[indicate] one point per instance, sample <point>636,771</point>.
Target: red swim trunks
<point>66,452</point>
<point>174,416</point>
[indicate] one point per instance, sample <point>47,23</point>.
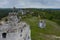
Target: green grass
<point>51,29</point>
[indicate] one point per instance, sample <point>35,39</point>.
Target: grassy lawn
<point>42,34</point>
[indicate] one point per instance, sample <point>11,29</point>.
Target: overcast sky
<point>30,3</point>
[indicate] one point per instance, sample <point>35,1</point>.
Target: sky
<point>30,3</point>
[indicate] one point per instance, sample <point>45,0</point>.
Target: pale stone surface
<point>15,30</point>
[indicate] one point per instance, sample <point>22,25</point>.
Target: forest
<point>50,14</point>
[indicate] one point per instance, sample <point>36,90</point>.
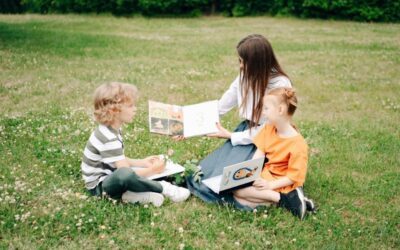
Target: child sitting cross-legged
<point>106,169</point>
<point>284,174</point>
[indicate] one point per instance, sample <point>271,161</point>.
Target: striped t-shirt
<point>104,147</point>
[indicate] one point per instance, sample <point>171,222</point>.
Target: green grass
<point>347,77</point>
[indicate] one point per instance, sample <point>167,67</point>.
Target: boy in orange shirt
<point>287,152</point>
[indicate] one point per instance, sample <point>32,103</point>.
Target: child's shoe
<point>294,202</point>
<point>156,199</point>
<point>175,193</point>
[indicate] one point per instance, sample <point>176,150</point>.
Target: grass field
<point>347,77</point>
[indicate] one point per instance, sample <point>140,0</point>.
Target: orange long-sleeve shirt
<point>286,157</point>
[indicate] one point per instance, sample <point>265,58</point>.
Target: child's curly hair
<point>109,98</point>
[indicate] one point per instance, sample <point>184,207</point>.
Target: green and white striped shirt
<point>104,147</point>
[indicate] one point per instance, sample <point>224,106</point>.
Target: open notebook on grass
<point>191,120</point>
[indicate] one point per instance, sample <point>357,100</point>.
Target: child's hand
<point>158,166</point>
<point>262,184</point>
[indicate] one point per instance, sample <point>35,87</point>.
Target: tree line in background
<point>358,10</point>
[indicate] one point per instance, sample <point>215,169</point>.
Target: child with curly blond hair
<point>106,169</point>
<point>284,174</point>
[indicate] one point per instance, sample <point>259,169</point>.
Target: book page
<point>165,118</point>
<point>200,119</point>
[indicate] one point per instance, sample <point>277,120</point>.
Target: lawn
<point>347,77</point>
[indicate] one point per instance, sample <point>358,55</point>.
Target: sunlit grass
<point>346,75</point>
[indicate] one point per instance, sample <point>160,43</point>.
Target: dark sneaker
<point>310,205</point>
<point>294,202</point>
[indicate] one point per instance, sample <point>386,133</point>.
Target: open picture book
<point>191,120</point>
<point>170,169</point>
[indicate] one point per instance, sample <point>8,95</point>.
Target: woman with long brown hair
<point>259,71</point>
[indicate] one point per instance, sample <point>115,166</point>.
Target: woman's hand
<point>262,184</point>
<point>222,132</point>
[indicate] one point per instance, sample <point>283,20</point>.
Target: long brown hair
<point>260,65</point>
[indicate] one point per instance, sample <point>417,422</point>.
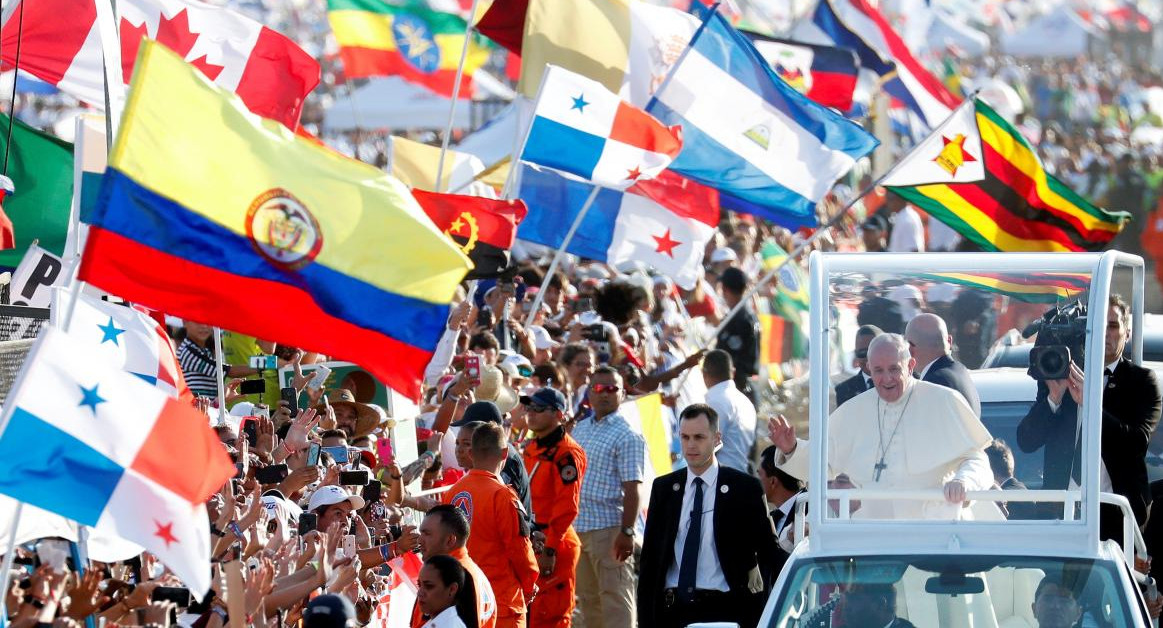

EXERCISE INSTRUCTIONS:
The records above need to be copied exactly, though not their pictures.

RESPONSE FOR THIS EXERCISE:
[indicate] one point per instance, sample <point>636,771</point>.
Target: red swim trunks
<point>66,452</point>
<point>174,416</point>
[indicate] one point per instance, sample <point>47,23</point>.
Target: green grass
<point>51,29</point>
[indicate] one point per instance, sample <point>35,39</point>.
Target: grassy lawn
<point>42,34</point>
[indicate] one point per instance, sample <point>11,29</point>.
Target: overcast sky
<point>30,3</point>
[indicate] one point per instance, sample <point>35,1</point>.
Target: sky
<point>30,3</point>
[indicate] one point per instance, sample <point>45,0</point>.
Target: pale stone surface
<point>15,30</point>
[indicate] one point per instance, sample <point>22,25</point>.
Target: forest
<point>50,14</point>
[indicate] one point per instance, sample <point>36,90</point>.
Target: child sitting cross-legged
<point>106,169</point>
<point>284,174</point>
[indicate] one point per instance, sample <point>271,161</point>.
Target: striped t-shirt
<point>104,147</point>
[indicate] one point per instance, sample <point>171,222</point>.
Target: green grass
<point>347,77</point>
[indicate] one point per instance, sample <point>167,67</point>.
Target: boy in orange shirt
<point>287,152</point>
[indicate] one point per instance, sample <point>32,103</point>.
Target: child's shoe
<point>294,202</point>
<point>156,199</point>
<point>175,193</point>
[indicate] one point per instance, sample <point>176,150</point>.
Target: grass field
<point>347,77</point>
[indicate] one point per instance, sample <point>140,0</point>.
Target: orange long-sleeve shirt
<point>286,157</point>
[indicate] one point per instance, sample <point>265,58</point>.
Target: child's curly hair
<point>109,98</point>
[indicate] one point per instance, sample <point>184,207</point>.
Target: green and white striped shirt
<point>104,147</point>
[indicate] one point per instance, sample <point>224,106</point>.
Target: open notebook on grass
<point>191,120</point>
[indicate] one point per instance, sample <point>357,100</point>.
Target: child's hand
<point>158,166</point>
<point>262,184</point>
[indicate] one point per instance, sample <point>35,87</point>.
Target: tree line in background
<point>358,10</point>
[indicate] one point per instance, sample <point>215,169</point>.
Target: child with curly blond hair
<point>106,169</point>
<point>284,174</point>
[indicate] one point per instance, sample <point>259,169</point>.
Target: book page
<point>165,118</point>
<point>200,119</point>
[indicate] one point per instance, sample <point>277,120</point>.
Target: lawn
<point>347,77</point>
[indicate] one point per instance, sample <point>358,55</point>.
Target: sunlit grass
<point>346,75</point>
[indicate] one point per instance, sample <point>160,43</point>.
Target: dark sneaker
<point>310,205</point>
<point>294,202</point>
[indicate] one point per instance, sample <point>386,133</point>.
Target: open picture book
<point>191,120</point>
<point>170,169</point>
[indicate] one point per instance, sample <point>8,95</point>.
Target: woman with long brown hair
<point>259,71</point>
[indicate] one point per instance, sample <point>115,166</point>.
Target: woman's hand
<point>262,184</point>
<point>222,132</point>
[indicate] one point per instance, sample <point>283,20</point>.
Target: long brown hair
<point>260,65</point>
[indicate] one point per instance, sample <point>417,422</point>.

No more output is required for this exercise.